_Source passage_
100: cathode; 200: electron transport layer; 300: adhesive layer; 400: quantum dot film layer; 500: hole transport layer; 600: hole injection layer; 700: anode; 800: substrate; 10: pixel regions; 20: mask layer; 21: photoresist; 30: adhesive material layer; 40: quantum dot material layer.

DETAILED DESCRIPTION

Descriptions will now be made in detail to embodiments, examples of which are illustrated in the accompanying drawings. The same or similar elements and the elements having same or similar functions are denoted by same or like reference numerals throughout the descriptions. The embodiments described herein with reference to the accompanying drawings are exemplary, and are used for explaining the present disclosure, which should not be construed to limit the present application.

Currently, there is a problem of poor display effect in the QLED devices. After in-depth research and immense experiments, the inventors find that this is mainly due to the defects in current methods for manufacturing the QLED devices. In particular, exposure and development are generally applied to realize patterning of quantum dot film layer at present. However, the quantum dot film layer may peel off during the development process, thus affecting the display effect of the QLED devices.

The present application aims at alleviating or addressing at least one of the above-mentioned problems to at least some extent.

In one aspect of the present application, the present application provides a quantum dot light-emitting device. According to an embodiment of the present application, referring to FIG. 1, the quantum dot light-emitting device includes a substrate 800, a cathode 100, an electron transport layer 200, an adhesive layer 300 and a quantum dot film layer 400. The cathode 100 is arranged on the substrate 800. The electron transport layer 200 is arranged on one side of the cathode 100, away from the substrate 800. The electron transport layer 200 includes a plurality of pixel regions 10. The adhesive layer 300 is arranged on one side of the electron transport layer 200, away from the cathode 100. The quantum dot film layer 400 is arranged on one side of the adhesive layer 300, away from the electron transport layer 200. In addition, both the quantum dot film layer 400 and the adhesive layer 300 are located in the pixel regions 10 of the electron transport layer 200. The adhesive layer 300 is respectively connected to the electron transport layer 200 and the quantum dot film layer 400 through at least one of chemical bonding and physical entanglement. That is, the quantum dot light-emitting device may be an inverted quantum dot light-emitting device. As a result, the adhesive layer in the quantum dot light-emitting device is capable of significantly increasing the adhesion force between the quantum dot film layer and the electron transport layer, and may effectively alleviate the problem of the quantum dot film layer peeling off during the preparation process, so that the quantum dot light-emitting device is provided with good display effect.

_Work to complete_
a: Quote the quantum dot device passage, everything from "DETAILED DESCRIPTION" down to "the present application.".
b: In the quantum dot device passage, which layer lies between the electron transport layer and the quantum dot film layer?

_Excerpted data_

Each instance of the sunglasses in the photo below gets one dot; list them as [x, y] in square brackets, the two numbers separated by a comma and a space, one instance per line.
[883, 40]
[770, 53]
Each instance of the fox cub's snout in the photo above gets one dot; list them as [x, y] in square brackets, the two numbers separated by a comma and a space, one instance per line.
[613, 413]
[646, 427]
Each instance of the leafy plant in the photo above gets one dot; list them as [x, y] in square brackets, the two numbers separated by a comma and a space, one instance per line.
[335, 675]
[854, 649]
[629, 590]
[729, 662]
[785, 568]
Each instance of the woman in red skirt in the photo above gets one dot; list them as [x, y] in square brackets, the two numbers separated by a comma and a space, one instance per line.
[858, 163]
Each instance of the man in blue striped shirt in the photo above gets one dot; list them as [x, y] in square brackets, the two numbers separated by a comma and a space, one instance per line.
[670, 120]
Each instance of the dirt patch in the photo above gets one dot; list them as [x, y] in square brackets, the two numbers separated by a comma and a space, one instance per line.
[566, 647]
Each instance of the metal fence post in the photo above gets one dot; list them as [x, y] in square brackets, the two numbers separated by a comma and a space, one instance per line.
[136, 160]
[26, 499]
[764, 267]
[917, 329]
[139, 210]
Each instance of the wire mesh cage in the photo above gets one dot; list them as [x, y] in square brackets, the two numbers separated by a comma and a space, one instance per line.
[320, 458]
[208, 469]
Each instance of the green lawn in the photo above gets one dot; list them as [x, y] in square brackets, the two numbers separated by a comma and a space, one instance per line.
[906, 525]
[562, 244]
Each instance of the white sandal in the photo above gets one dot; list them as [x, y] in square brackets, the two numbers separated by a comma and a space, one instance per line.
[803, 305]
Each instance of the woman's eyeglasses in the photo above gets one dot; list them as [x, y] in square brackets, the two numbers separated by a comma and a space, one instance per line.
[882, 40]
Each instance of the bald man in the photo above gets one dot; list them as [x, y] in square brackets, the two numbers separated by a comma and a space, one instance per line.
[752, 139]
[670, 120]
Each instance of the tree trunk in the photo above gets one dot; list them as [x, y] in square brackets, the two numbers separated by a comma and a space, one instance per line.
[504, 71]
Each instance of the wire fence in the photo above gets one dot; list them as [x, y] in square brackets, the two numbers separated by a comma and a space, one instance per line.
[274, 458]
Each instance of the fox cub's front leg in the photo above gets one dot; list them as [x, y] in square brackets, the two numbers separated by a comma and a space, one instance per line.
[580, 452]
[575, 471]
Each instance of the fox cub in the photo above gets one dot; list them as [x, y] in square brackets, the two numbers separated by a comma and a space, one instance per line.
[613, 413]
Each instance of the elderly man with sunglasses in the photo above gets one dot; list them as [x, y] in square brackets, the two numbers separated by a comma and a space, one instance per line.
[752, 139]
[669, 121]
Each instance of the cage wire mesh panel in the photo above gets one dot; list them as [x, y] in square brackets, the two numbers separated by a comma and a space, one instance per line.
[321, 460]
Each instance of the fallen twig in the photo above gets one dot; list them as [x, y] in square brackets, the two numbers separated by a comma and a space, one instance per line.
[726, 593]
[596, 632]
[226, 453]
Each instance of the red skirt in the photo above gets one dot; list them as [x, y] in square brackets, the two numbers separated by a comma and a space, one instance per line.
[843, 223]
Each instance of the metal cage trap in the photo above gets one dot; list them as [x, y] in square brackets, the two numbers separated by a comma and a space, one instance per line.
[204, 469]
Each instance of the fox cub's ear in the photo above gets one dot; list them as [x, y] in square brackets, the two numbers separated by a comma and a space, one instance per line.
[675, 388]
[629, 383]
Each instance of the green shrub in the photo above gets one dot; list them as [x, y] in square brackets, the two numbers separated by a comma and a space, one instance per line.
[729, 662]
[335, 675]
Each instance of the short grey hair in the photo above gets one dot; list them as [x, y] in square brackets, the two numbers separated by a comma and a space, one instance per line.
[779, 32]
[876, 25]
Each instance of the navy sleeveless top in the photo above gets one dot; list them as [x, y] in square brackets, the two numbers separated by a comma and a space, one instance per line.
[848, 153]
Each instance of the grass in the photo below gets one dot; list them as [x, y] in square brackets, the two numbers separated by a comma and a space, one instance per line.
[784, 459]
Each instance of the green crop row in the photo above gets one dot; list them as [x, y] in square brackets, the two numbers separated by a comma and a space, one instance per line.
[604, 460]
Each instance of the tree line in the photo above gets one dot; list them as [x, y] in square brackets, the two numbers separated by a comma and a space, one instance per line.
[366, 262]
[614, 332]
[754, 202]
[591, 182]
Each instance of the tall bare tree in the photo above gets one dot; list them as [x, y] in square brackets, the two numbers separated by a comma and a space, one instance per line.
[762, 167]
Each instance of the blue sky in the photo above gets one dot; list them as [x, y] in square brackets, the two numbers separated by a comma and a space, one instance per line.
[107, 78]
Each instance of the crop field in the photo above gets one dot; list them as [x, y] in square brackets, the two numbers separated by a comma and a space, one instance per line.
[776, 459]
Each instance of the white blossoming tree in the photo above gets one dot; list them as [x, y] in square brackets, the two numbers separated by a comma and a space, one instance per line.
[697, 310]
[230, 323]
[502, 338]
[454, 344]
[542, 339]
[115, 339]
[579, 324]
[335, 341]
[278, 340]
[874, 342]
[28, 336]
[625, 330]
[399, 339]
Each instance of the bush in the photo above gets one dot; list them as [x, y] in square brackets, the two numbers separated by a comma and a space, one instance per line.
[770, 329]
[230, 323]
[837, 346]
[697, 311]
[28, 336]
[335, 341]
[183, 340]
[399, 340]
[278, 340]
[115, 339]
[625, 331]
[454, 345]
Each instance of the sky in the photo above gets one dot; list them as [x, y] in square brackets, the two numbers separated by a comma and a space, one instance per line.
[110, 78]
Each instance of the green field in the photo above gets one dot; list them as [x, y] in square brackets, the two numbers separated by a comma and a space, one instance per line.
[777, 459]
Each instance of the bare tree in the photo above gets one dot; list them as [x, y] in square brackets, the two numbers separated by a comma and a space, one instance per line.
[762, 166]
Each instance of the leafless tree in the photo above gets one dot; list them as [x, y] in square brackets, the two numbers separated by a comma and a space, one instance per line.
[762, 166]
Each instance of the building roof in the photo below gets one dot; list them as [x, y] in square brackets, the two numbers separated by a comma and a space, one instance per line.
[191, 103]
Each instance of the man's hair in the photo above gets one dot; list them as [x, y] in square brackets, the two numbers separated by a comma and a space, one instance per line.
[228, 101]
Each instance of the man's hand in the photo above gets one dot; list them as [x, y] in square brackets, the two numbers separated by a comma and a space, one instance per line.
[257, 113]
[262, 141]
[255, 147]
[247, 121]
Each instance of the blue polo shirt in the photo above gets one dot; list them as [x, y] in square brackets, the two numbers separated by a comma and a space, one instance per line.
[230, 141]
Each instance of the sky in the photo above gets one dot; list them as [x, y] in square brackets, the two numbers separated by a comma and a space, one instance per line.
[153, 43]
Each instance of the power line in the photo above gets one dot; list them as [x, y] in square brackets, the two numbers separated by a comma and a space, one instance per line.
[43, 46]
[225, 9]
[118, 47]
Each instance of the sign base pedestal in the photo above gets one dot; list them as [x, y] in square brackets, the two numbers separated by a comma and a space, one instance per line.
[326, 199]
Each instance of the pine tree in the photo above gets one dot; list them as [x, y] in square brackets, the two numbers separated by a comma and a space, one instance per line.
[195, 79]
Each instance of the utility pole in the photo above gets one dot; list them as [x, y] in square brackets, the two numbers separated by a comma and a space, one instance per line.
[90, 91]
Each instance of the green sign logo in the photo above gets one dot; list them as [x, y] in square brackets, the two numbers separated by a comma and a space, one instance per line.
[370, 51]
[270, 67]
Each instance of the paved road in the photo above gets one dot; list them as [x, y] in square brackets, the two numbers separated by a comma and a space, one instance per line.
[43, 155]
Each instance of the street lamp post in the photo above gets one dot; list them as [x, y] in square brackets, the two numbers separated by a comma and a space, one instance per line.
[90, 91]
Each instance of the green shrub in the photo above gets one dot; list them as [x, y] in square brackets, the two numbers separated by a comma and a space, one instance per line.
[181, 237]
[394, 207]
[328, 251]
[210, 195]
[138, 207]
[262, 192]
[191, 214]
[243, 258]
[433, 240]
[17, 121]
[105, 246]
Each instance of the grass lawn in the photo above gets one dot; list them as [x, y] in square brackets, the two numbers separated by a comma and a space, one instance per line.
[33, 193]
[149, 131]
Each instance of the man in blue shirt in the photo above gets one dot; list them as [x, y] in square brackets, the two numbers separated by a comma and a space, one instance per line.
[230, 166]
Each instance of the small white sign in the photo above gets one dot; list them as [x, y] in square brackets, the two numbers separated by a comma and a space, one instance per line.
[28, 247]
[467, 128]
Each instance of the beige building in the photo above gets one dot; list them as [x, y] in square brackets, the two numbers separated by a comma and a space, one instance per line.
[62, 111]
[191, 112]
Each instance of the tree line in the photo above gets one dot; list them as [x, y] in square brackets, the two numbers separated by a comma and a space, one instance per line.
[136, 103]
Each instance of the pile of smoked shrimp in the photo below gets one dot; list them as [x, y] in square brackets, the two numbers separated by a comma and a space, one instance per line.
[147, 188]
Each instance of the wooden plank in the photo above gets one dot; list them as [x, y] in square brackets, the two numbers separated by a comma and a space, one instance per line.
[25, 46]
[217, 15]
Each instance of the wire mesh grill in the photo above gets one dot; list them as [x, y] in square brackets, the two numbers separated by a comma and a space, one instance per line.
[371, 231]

_Answers in order_
a:
DETAILED DESCRIPTION

Descriptions will now be made in detail to embodiments, examples of which are illustrated in the accompanying drawings. The same or similar elements and the elements having same or similar functions are denoted by same or like reference numerals throughout the descriptions. The embodiments described herein with reference to the accompanying drawings are exemplary, and are used for explaining the present disclosure, which should not be construed to limit the present application.

b: The adhesive layer 300.